A run of records
▼▼▼

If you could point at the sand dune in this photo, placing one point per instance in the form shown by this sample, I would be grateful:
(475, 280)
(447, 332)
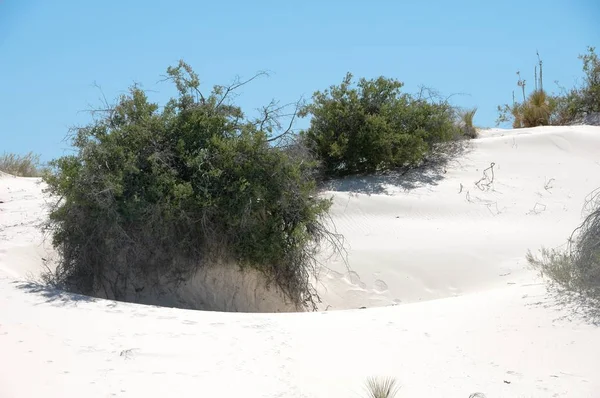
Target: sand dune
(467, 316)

▲▲▲

== WHAT YOU HAVE TO DO ==
Rewrite the records with "sand dune" swapped for "desert dune" everywhere it appears, keeping everything else the same. Leave the pictures out of your answer.

== RESPONSE TO THE EXERCISE ==
If you could point at the desert dune in this photo, placing one point per instance in the form shown by this sample, I would be grateful:
(475, 280)
(447, 332)
Target: desert dune
(467, 316)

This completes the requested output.